(Teks bacaan)
* * * *
Bedah Perubahan Ketentuan Perpajakan sesuai UU no. 7 Tahun 2021
A. Penjelasan Umum
Perlu diketahui, saat ini, sudah dilakukan penyempurnaan beberapa Undang-Undang Perpajakan dengan sistem Omnibus Law yaitu dibuat menjadi satu naskah. Yang terbaru adalah UU No 7 Tahun 2021 tentang Harmonisasi Peraturan Perpajakan (atau dikenal sebagai UU HPP) yang merupakan penyempurnaan dari beberapa UU Pajak lama dan UU Cipta Kerja Klaster Perpajakan.
Ada 6 bagian perubahan regulasi pajak dalam UU HPP yaitu:
- Undang-Undang Ketentuan Umum dan Tatacara Perpajakan (UU KUP) dalam Bab II Pasal 2 UU HPP yang mulai berlaku sejak diundangkan bulan Oktober 2021.
- Undang-Undang Pajak Penghasilan (UU PPh) dalam Bab III Pasal 3 UU HPP yang berlaku mulai tahun pajak 2022.
- Undang-Undang Pajak Pertambahan Nilai (UU PPN) dalam Bab IV Pasal 4 UU HPP yang mulai berlaku per 1 April 2022.
- Program Pengungkapan Sukarela (PPS) atau Pengampunan Pajak (Tax Amnesty) jilid 2 dalam Bab V Pasal 5 sampai dengan Pasal 12 UU HPP yang hanya berlaku 1 Januari – 30 Juni 2022.
- Pajak Karbon (hal yang sama sekali baru diatur) dalam Bab VI Pasal 13 UU HPP yang berlaku sejak 1 April 2022.
- Undang-Undang Cukai dalam Bab VII Pasal 15 UU HPP yang mulai berlaku sejak diundangkan bulan Oktober 2021.
Apa saja perubahan dan penambahan regulasi pajak dari ke-6 bagian tersebut? Mari kita bedah satu per satu
- Ketentuan Umum dan tatacara Perpajakan (KUP)
- Pemberlakuan Nomor Induk Kependudukan (NIK) menjadi Nomor Pokok Wajib Pajak (NPWP) bagi Wajib Pajak Orang Pribadi (WP OP).
- Pemberian kesempatan pada WP mengungkapkan ketidakbenaran pengisian Surat Pemberitahuan Tahunan (SPT), selama Direktorat Jenderal Pajak (DJP) belum menyampaikan Surat Pemberitahuan Hasil Pemeriksaan (SPHP).
* * * *
(Data yang disediakan)
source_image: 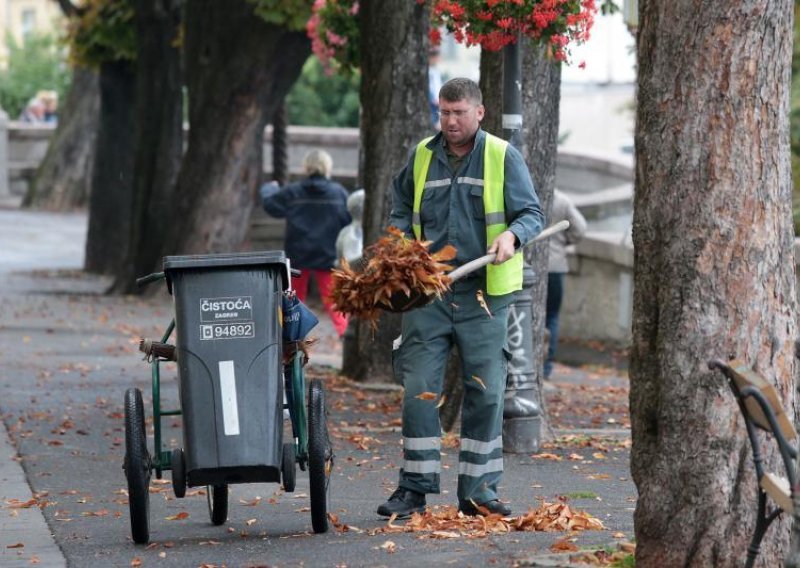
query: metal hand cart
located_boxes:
[123,251,334,544]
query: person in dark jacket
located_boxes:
[260,150,351,337]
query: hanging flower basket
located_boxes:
[306,0,600,73]
[306,0,360,74]
[430,0,597,61]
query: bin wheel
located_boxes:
[170,448,186,499]
[206,485,228,525]
[123,388,151,544]
[308,379,333,533]
[281,443,297,493]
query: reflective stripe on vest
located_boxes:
[411,133,522,296]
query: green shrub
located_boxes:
[0,34,71,120]
[287,56,361,127]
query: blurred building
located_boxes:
[0,0,64,66]
[439,12,636,160]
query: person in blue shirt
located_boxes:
[260,150,351,337]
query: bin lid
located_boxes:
[164,250,291,293]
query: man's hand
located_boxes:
[489,231,517,264]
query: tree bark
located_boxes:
[164,0,311,254]
[521,41,561,433]
[84,61,136,274]
[113,0,183,293]
[345,0,430,380]
[630,0,797,566]
[22,67,100,211]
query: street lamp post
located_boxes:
[503,41,542,454]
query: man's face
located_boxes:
[439,98,484,148]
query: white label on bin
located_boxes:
[200,321,256,341]
[200,296,253,323]
[219,361,239,436]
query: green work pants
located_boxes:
[394,279,513,503]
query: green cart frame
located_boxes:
[123,271,334,544]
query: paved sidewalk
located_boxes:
[0,210,636,566]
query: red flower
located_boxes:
[495,18,514,30]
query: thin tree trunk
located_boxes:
[113,0,183,293]
[22,67,100,211]
[630,0,797,566]
[84,61,136,274]
[480,49,503,138]
[164,0,311,254]
[272,101,289,186]
[521,41,561,434]
[345,0,430,380]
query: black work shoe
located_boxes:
[378,487,425,519]
[458,499,511,517]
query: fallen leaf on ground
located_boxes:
[550,538,578,552]
[531,453,561,461]
[166,511,189,521]
[239,496,261,507]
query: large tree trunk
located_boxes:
[22,67,100,211]
[114,0,183,293]
[345,0,431,380]
[85,61,136,274]
[521,41,561,433]
[630,0,797,566]
[164,0,311,254]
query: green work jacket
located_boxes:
[389,129,544,298]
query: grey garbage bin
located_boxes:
[164,251,289,486]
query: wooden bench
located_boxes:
[708,359,797,568]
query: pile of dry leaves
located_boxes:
[330,227,456,322]
[331,503,605,539]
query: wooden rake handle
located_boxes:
[448,219,569,282]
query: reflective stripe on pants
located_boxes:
[395,281,510,503]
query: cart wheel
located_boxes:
[123,388,151,544]
[281,443,297,493]
[206,485,228,525]
[170,448,186,499]
[308,380,333,533]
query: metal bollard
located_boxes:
[503,263,542,454]
[0,108,11,197]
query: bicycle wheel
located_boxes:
[281,442,297,493]
[123,388,151,544]
[170,448,186,499]
[206,485,228,525]
[308,380,333,533]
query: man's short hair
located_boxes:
[303,150,333,178]
[439,77,483,105]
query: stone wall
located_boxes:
[559,232,633,344]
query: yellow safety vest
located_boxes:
[411,132,522,296]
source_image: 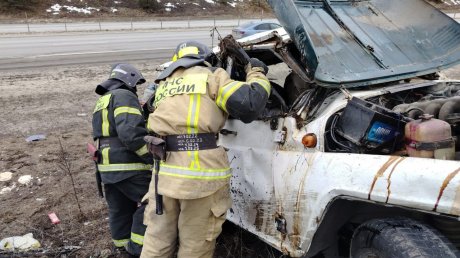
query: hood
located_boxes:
[268,0,460,88]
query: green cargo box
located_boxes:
[268,0,460,87]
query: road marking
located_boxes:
[25,48,173,58]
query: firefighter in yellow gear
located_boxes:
[141,41,271,258]
[92,63,153,256]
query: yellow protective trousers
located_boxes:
[141,185,231,258]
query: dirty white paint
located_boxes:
[219,81,460,257]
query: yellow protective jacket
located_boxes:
[93,89,153,184]
[147,65,271,199]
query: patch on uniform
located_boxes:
[155,73,208,107]
[93,94,112,114]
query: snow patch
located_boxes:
[0,171,13,182]
[46,3,100,14]
[0,184,16,195]
[18,175,32,185]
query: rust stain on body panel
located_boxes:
[385,157,405,203]
[367,156,400,200]
[450,185,460,216]
[433,168,460,211]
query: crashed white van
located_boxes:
[219,0,460,258]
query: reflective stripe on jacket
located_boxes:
[93,89,153,183]
[147,63,271,199]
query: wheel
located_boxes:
[350,218,460,258]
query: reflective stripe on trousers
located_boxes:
[97,163,152,172]
[160,163,232,180]
[112,239,129,247]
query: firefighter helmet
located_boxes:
[96,63,145,95]
[155,40,214,83]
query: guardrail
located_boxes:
[0,19,276,34]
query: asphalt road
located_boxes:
[0,28,231,71]
[0,18,268,34]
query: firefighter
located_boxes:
[93,64,153,257]
[141,41,271,258]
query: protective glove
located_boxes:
[249,57,268,75]
[144,135,166,160]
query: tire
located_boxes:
[350,218,460,258]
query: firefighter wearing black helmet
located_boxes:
[93,64,153,256]
[141,41,271,258]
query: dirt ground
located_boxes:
[0,63,288,258]
[0,63,460,258]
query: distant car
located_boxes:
[232,21,281,39]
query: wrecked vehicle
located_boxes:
[219,0,460,257]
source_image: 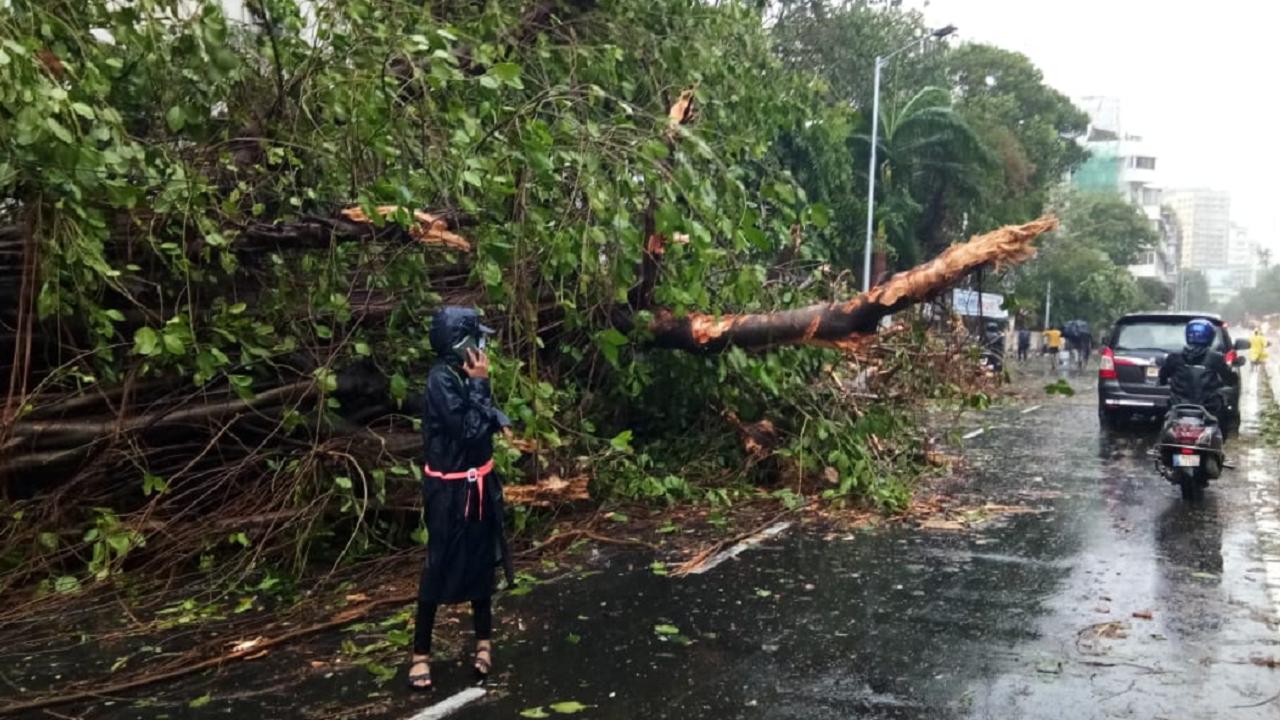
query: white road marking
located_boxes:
[689,520,791,575]
[1240,368,1280,615]
[408,687,485,720]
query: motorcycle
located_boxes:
[978,347,1005,375]
[1156,405,1228,500]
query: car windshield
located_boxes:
[1115,320,1222,352]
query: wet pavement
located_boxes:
[430,366,1280,720]
[40,372,1280,720]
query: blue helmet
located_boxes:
[1187,318,1217,347]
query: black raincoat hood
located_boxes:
[428,305,493,365]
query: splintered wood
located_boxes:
[503,475,591,507]
[340,205,471,252]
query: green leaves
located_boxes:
[45,118,76,145]
[520,700,591,717]
[595,328,630,368]
[489,63,525,88]
[164,105,187,132]
[133,327,161,357]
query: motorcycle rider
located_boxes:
[1160,318,1231,425]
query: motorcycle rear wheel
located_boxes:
[1178,470,1204,502]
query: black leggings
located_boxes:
[413,597,493,655]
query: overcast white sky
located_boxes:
[906,0,1280,250]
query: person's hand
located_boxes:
[462,348,489,378]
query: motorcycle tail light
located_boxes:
[1098,347,1116,380]
[1174,425,1207,442]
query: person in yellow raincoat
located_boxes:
[1249,328,1271,365]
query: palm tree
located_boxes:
[858,87,995,265]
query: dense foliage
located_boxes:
[1011,191,1172,329]
[0,0,1080,589]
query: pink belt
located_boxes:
[422,460,493,520]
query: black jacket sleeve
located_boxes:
[1156,352,1183,386]
[426,373,494,446]
[1208,352,1235,386]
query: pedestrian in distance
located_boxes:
[408,306,512,691]
[1249,328,1271,365]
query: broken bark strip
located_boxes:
[233,205,471,252]
[3,379,316,450]
[649,215,1057,352]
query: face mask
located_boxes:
[453,334,484,360]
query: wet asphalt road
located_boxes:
[36,368,1280,720]
[432,366,1280,720]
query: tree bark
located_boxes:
[649,215,1057,352]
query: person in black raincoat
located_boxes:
[408,307,511,689]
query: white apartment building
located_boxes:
[1165,188,1231,270]
[1071,96,1179,286]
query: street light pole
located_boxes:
[863,26,956,292]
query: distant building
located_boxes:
[1226,224,1261,291]
[1071,96,1179,286]
[1165,190,1231,270]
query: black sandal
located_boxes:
[408,655,433,692]
[474,641,493,680]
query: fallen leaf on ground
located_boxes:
[920,518,968,530]
[232,635,262,652]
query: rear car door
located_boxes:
[1111,318,1187,398]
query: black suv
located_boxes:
[1098,313,1249,428]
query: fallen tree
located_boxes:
[649,217,1057,351]
[0,0,1052,632]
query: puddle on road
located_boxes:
[35,386,1280,720]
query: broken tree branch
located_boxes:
[649,215,1057,352]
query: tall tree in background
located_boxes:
[946,44,1089,227]
[1059,192,1160,265]
[858,87,992,268]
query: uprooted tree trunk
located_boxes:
[649,217,1057,351]
[0,208,1056,607]
[0,208,1056,474]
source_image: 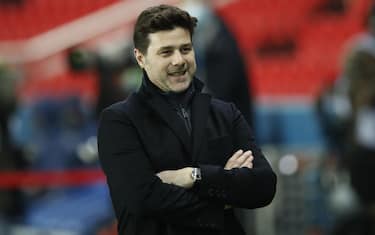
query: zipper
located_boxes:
[180,105,191,135]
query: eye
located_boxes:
[160,50,172,57]
[181,46,192,54]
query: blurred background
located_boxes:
[0,0,375,235]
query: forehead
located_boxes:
[148,27,191,50]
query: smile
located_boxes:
[168,70,186,76]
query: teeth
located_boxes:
[170,71,185,75]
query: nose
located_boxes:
[172,50,185,65]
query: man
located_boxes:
[98,5,276,235]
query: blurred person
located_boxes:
[0,62,24,218]
[321,5,375,235]
[181,0,254,128]
[98,5,276,235]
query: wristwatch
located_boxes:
[191,168,202,182]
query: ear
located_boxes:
[134,48,145,69]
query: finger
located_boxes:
[224,149,243,170]
[229,149,244,160]
[236,150,252,167]
[240,159,253,169]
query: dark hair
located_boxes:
[133,5,198,54]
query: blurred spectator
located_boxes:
[182,0,253,127]
[0,63,24,216]
[319,3,375,235]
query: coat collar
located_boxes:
[138,73,211,160]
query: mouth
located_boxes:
[168,70,187,76]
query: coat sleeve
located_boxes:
[197,105,277,209]
[98,109,223,228]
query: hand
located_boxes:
[224,150,254,170]
[156,167,194,188]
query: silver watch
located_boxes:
[191,168,202,181]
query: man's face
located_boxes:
[134,27,196,92]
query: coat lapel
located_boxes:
[192,94,211,162]
[147,96,191,152]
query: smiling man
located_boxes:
[98,5,276,235]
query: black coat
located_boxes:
[98,79,276,235]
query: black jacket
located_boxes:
[98,79,276,235]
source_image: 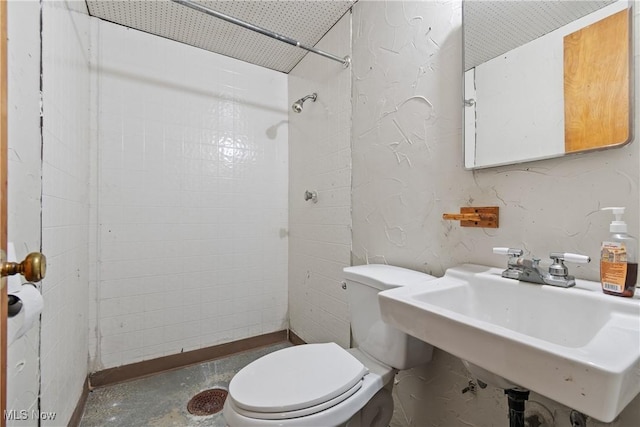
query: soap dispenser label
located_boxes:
[600,242,627,293]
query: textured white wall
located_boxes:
[283,13,351,348]
[90,21,288,370]
[352,0,640,426]
[40,2,90,425]
[7,1,42,426]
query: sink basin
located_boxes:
[379,264,640,422]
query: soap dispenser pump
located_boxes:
[600,207,638,297]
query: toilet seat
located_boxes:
[231,380,363,420]
[229,343,369,419]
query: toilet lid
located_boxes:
[229,343,368,413]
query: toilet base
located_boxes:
[345,387,393,427]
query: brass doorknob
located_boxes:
[0,252,47,282]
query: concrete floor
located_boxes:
[80,343,291,427]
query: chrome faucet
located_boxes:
[493,248,591,288]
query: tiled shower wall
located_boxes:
[90,21,288,370]
[40,2,90,426]
[7,2,42,427]
[352,0,640,426]
[289,12,351,348]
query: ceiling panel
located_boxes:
[87,0,357,73]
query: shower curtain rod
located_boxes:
[171,0,351,68]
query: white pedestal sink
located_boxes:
[379,264,640,422]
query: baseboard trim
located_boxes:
[88,330,288,392]
[289,329,306,345]
[68,377,89,427]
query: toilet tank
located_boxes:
[343,264,435,369]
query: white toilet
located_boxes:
[223,264,435,427]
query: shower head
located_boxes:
[291,92,318,113]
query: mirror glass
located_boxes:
[462,0,632,169]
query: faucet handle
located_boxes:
[493,248,523,257]
[549,252,591,264]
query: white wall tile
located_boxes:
[92,22,288,370]
[40,2,91,425]
[288,13,351,348]
[6,2,42,426]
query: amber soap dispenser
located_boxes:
[600,207,638,297]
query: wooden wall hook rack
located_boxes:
[442,206,500,228]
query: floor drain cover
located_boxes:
[187,388,227,415]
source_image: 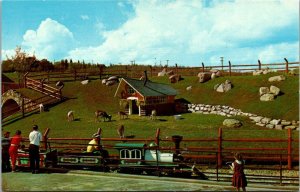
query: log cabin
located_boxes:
[115,73,177,116]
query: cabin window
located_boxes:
[127,86,135,94]
[146,96,167,105]
[120,149,142,159]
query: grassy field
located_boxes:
[3,74,299,150]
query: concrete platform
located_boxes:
[2,170,299,191]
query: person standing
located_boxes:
[229,153,247,191]
[29,125,42,174]
[1,131,11,172]
[86,133,101,153]
[9,130,22,172]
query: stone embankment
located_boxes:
* * * *
(Tugas yang dikerjakan)
(a) Bisakah Anda menuliskan kembali bagian teks tentang perubahan ketentuan perpajakan, mulai dari "Ada 6 bagian" sampai ke "30 Juni 2022."?
(b) Bisakah Anda menyajikan baris-baris data yang disediakan sebagai daftar bernomor tanpa baris kosong, mulai dari baris yang memuat "query: reflective stripe on pants" sampai ke baris yang memuat "[268,0,460,87]", keduanya termasuk? Sajikan hanya baris-baris itu dan jangan sertakan gambarnya dalam jawaban.

(Kunci jawaban)
(a)
Ada 6 bagian perubahan regulasi pajak dalam UU HPP yaitu:
- Undang-Undang Ketentuan Umum dan Tatacara Perpajakan (UU KUP) dalam Bab II Pasal 2 UU HPP yang mulai berlaku sejak diundangkan bulan Oktober 2021.
- Undang-Undang Pajak Penghasilan (UU PPh) dalam Bab III Pasal 3 UU HPP yang berlaku mulai tahun pajak 2022.
- Undang-Undang Pajak Pertambahan Nilai (UU PPN) dalam Bab IV Pasal 4 UU HPP yang mulai berlaku per 1 April 2022.
- Program Pengungkapan Sukarela (PPS) atau Pengampunan Pajak (Tax Amnesty) jilid 2 dalam Bab V Pasal 5 sampai dengan Pasal 12 UU HPP yang hanya berlaku 1 Januari – 30 Juni 2022.

(b)
1. query: reflective stripe on pants
2. located_boxes:
3. [395,281,510,503]
4. query: cart wheel
5. located_boxes:
6. [123,388,151,544]
7. [281,443,297,493]
8. [206,485,228,525]
9. [170,448,186,499]
10. [308,380,333,533]
11. query: metal bollard
12. located_boxes:
13. [503,263,542,454]
14. [0,108,11,197]
15. query: bicycle wheel
16. located_boxes:
17. [281,442,297,493]
18. [123,388,151,544]
19. [170,448,186,499]
20. [206,485,228,525]
21. [308,380,333,533]
22. query: man's short hair
23. located_boxes:
24. [303,150,333,178]
25. [439,77,483,105]
26. query: stone wall
27. located_boxes:
28. [559,232,633,344]
29. query: yellow safety vest
30. located_boxes:
31. [411,132,522,296]
32. source_image: 
33. query: hood
34. located_boxes:
35. [268,0,460,88]
36. query: green cargo box
37. located_boxes:
38. [268,0,460,87]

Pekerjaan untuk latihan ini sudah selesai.